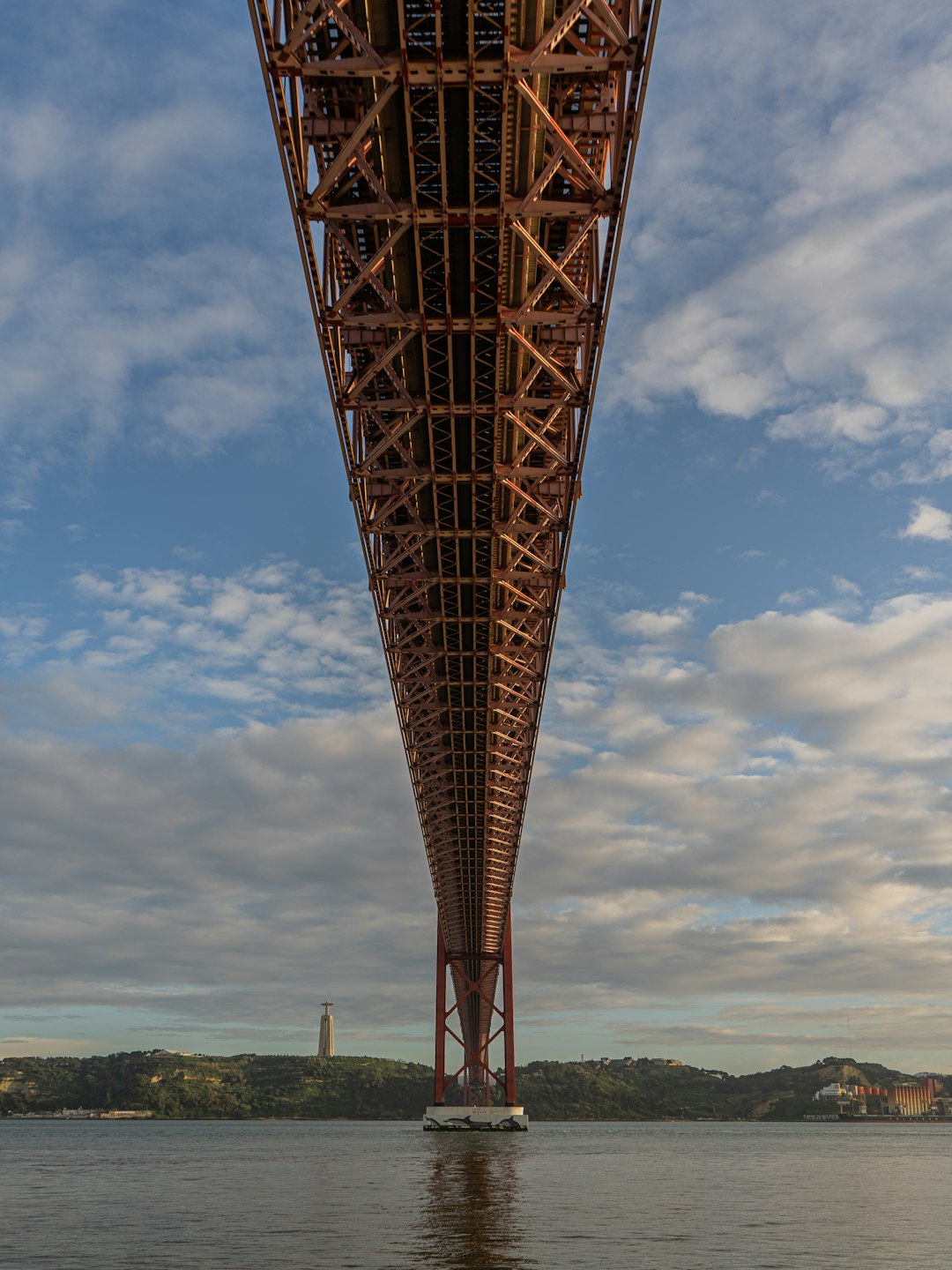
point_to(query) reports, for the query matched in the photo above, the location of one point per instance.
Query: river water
(331, 1195)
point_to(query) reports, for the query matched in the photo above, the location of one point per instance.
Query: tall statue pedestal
(498, 1119)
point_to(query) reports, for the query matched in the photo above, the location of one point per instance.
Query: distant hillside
(193, 1086)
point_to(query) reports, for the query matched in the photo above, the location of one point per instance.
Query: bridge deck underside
(458, 173)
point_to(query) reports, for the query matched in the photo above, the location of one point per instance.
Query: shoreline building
(325, 1045)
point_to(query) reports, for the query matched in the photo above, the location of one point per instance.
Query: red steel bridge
(458, 172)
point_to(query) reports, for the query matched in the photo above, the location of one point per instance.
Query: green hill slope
(193, 1086)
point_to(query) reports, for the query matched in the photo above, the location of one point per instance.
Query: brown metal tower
(458, 172)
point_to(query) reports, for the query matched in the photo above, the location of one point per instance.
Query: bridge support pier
(478, 1076)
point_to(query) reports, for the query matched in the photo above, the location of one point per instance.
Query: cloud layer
(807, 283)
(761, 813)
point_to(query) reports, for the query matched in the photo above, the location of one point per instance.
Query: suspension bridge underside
(458, 172)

++++

→ **AIM**
The pictures should not be reproduced; quote all of the other material exactly.

→ **ANSWER TO THIS TASK**
point_to(query) reports, for the query matched in the photo above, the location of one point per instance.
Query: river water
(331, 1195)
point_to(query) reports, for the query matched in the photo above, the location of one point per instance.
Query: tall statue pedestal
(498, 1119)
point_to(query) reports, for the query matched in the photo above, the location of one point per instance.
Query: distant hillside
(193, 1086)
point_to(query) reports, for the query matched in the photo above, the location of one point per instance.
Query: bridge deck underside
(458, 173)
point_to(query) reports, for the query matched in the photo above, the location of one point per instance.
Query: shoreline building
(325, 1045)
point_to(query) reports, for the query matched in the photo above, the location of one point per instance.
Query: red steel bridge
(458, 172)
point_to(query) reports, for the query matched in the photo above, the location of one point per instance.
Query: green hill slope
(193, 1086)
point_to(query) reports, for the query matched in the photo above, the location of one point per instance.
Query: brown metal tower
(458, 172)
point_to(query) reports, for the query matched in the photo above, the location of one point per instance.
Query: bridge support pier
(478, 1076)
point_to(query) reports, for the query matched in the photo above, the location of one point per instance.
Query: cloud layer
(807, 283)
(761, 813)
point_to(query) reports, for the query matched in the photo above, the location of one point per instance.
Query: suspension bridge underside
(458, 172)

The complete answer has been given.